=== Exercise details ===
Return the records below verbatim, from the first line through the line containing "x=442, y=594", with both ends included. Omit the pictures.

** BEGIN Records supplied **

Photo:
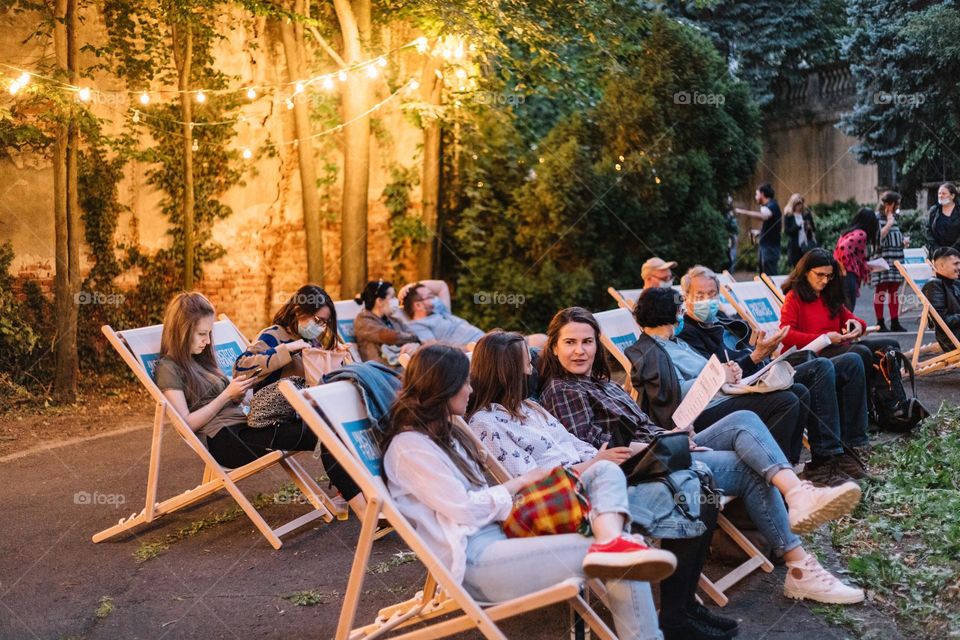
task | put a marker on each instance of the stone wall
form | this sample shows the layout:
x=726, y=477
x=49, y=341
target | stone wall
x=264, y=237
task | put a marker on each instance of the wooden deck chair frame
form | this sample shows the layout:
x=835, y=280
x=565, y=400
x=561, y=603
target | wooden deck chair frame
x=755, y=558
x=215, y=477
x=767, y=280
x=942, y=361
x=442, y=594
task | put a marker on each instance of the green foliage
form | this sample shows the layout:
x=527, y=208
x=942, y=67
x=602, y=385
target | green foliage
x=903, y=540
x=900, y=51
x=638, y=175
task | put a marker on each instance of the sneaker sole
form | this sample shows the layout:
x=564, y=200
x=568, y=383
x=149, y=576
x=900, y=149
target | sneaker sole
x=803, y=594
x=655, y=566
x=841, y=505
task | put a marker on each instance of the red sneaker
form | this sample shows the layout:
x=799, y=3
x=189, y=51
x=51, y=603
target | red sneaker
x=624, y=559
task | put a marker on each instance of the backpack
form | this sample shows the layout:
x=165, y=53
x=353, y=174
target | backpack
x=892, y=409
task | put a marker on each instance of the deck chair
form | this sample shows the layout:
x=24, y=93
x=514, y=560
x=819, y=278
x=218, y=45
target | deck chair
x=774, y=283
x=140, y=349
x=618, y=331
x=337, y=415
x=916, y=275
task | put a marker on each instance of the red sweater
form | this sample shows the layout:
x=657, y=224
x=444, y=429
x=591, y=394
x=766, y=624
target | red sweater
x=810, y=320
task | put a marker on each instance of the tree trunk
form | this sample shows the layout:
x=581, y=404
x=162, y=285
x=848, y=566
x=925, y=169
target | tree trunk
x=183, y=58
x=430, y=89
x=354, y=19
x=66, y=214
x=293, y=48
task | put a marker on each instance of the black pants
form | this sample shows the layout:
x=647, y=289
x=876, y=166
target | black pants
x=237, y=445
x=784, y=412
x=864, y=348
x=678, y=592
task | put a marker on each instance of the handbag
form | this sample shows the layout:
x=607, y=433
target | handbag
x=269, y=408
x=667, y=452
x=553, y=504
x=777, y=378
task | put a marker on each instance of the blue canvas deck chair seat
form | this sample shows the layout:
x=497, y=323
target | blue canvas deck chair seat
x=140, y=350
x=916, y=275
x=335, y=412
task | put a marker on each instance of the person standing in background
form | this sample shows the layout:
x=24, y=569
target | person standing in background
x=769, y=241
x=943, y=227
x=890, y=249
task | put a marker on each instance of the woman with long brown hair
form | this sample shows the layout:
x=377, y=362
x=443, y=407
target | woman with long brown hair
x=433, y=473
x=188, y=375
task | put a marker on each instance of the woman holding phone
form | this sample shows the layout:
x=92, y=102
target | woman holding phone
x=814, y=307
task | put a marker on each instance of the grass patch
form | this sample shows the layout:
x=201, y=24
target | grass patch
x=104, y=608
x=396, y=560
x=902, y=543
x=150, y=549
x=311, y=597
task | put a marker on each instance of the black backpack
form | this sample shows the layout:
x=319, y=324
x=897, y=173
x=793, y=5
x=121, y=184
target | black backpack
x=892, y=409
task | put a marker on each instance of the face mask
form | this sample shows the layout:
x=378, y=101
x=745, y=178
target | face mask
x=311, y=329
x=706, y=310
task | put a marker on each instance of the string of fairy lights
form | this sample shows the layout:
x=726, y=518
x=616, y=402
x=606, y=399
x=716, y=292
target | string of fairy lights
x=136, y=101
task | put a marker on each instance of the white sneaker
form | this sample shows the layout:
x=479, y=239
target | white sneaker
x=807, y=580
x=812, y=506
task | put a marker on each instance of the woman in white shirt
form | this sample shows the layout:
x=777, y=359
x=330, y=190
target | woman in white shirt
x=523, y=436
x=434, y=475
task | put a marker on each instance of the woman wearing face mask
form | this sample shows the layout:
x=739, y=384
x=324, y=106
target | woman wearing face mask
x=380, y=335
x=307, y=319
x=665, y=368
x=943, y=227
x=738, y=449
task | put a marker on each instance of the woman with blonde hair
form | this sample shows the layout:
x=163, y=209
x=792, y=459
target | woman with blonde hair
x=188, y=375
x=799, y=229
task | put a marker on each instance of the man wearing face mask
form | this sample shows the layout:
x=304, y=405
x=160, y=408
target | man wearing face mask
x=657, y=273
x=836, y=386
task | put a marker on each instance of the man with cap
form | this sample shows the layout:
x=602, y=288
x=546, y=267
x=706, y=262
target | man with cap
x=657, y=273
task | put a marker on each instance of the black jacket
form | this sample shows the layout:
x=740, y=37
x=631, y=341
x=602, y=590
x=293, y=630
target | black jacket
x=707, y=340
x=655, y=380
x=944, y=296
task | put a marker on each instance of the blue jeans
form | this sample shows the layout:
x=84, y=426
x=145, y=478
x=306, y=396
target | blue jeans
x=501, y=568
x=838, y=403
x=744, y=460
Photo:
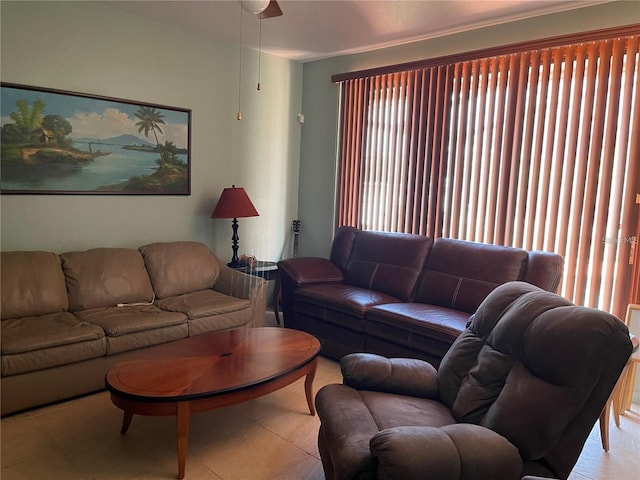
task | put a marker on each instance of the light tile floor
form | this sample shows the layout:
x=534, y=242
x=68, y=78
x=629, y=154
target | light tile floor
x=271, y=438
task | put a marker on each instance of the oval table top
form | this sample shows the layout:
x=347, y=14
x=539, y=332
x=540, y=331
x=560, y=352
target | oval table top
x=212, y=364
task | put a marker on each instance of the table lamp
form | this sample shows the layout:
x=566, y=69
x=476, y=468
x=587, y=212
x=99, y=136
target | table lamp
x=234, y=203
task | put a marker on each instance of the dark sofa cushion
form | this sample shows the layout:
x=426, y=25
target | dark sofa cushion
x=405, y=323
x=339, y=297
x=387, y=262
x=460, y=274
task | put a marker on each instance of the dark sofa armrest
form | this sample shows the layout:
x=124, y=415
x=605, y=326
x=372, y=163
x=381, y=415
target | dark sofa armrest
x=402, y=376
x=306, y=270
x=447, y=453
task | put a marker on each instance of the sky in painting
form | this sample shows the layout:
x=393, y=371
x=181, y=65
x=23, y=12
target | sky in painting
x=97, y=117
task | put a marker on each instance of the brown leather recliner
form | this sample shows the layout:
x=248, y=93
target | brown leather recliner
x=517, y=394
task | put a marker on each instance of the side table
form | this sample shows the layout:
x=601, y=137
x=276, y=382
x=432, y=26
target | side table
x=268, y=271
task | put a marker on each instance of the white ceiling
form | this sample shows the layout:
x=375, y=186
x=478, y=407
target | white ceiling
x=315, y=29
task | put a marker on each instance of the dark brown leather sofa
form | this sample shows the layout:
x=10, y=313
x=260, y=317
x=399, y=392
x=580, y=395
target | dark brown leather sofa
x=517, y=394
x=400, y=294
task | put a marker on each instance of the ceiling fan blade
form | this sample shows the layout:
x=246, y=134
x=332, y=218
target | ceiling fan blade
x=272, y=10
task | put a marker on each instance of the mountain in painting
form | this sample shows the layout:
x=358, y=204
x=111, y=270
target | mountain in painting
x=119, y=140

** END Records supplied **

=== Answer for this exercise ===
Photo:
task | put a marker on each instance of the stone wall
form | this sample shows the layout:
x=726, y=477
x=49, y=341
target | stone wall
x=264, y=237
task | put a marker on each instance of the wooden deck chair frame
form | this sample shows the layout:
x=835, y=280
x=565, y=400
x=561, y=603
target | wooden deck chair frame
x=755, y=558
x=215, y=477
x=767, y=280
x=942, y=361
x=442, y=594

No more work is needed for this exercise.